Reading text:
--------
Wine and Cheese

My ultimate dinner. Mostly it's about the wine and cheese. The fruit, because you need something fresh, and the bread and sausage for something with good chew to it. The bread is this baguette, smeared with roasted garlic butter and toasted. Perfect any time, but especially wonderful eaten on the porch, basking in the day's last rays of sunshine.

Dinner at Our House

Dinner at our house right now is, well, hectic.

Last winter, I wasn't working quite as much as I am now, so I was home to make an exquisite dinner every single night. Dinner was a lot more relaxed then.

Now, thankfully, I'm working quite a bit, but that does put a cramp on dinner. Meal planning is essential - otherwise we'd be eating eggs and toast every night. I sit down on Friday, plan out dinners for the week, and do groceries. Then, over the weekend, I prep as much as possible. There's always a list on the refrigerator that goes something like this: cook onions, cook broccoli, make cookies, roast beef...and so on. Everything goes into little pyrex dishes, and when I'm really on top of my game, each dish gets a label. Last but not least are the directions. I type up the meal plan and the directions to assemble each meal and post it on the fridge. That way, Mike can fix dinner while I'm on my way home since he usually gets home before me.

Sometimes it works like a dream. When I walk in the door, there's a glass of wine on the kitchen table waiting for me and Mike is just finishing plating the food. On those days, it's amazing. I don't have to think. All I have to do is sink down into my chair and enjoy dinner with my love.

Other days, it's a disaster. The directions aren't clearly written, or I haven't explained what a ramekin is, or where the water goes, and eggs en cocotte turns into mushy green scrambled eggs. On those days, we laugh. I'm so lucky to have found a man who can laugh at himself, although we're always laughing together.
--------
Supplied information:

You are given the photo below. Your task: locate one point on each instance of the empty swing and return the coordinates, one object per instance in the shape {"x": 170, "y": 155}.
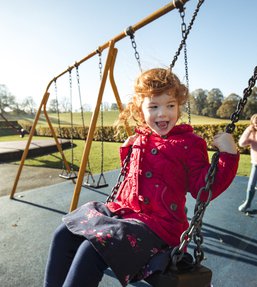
--------
Directions:
(A) In the reading text on dinner, on which day of the week does the writer plan the week's dinners and buy groceries?
(B) Extend the reading text on dinner by writing what comes after its final sentence.

Answers:
(A) Friday.

(B)
If all this weren't enough, we've finally found a rental house that suits our needs. In fact, it's a bit big, but we're going to enjoy stretching out after being cramped in a tiny apartment. I can't wait to use my kitchen for real (I did use it to make mint chocolate chip ice cream the other day). But all that means is that we're in the midst of a crazy move, there's not enough time in the day, and I can't find the damn frying pan.

Still, wherever we are, we eat some dinner together. Whether we're sitting on the couch, at the kitchen table, or out on the patio, we find some time to sit together and relax. Sometimes it's a fancy treat, like lobster, or a quick and simple meal like pasta primavera. Wherever we are together is home.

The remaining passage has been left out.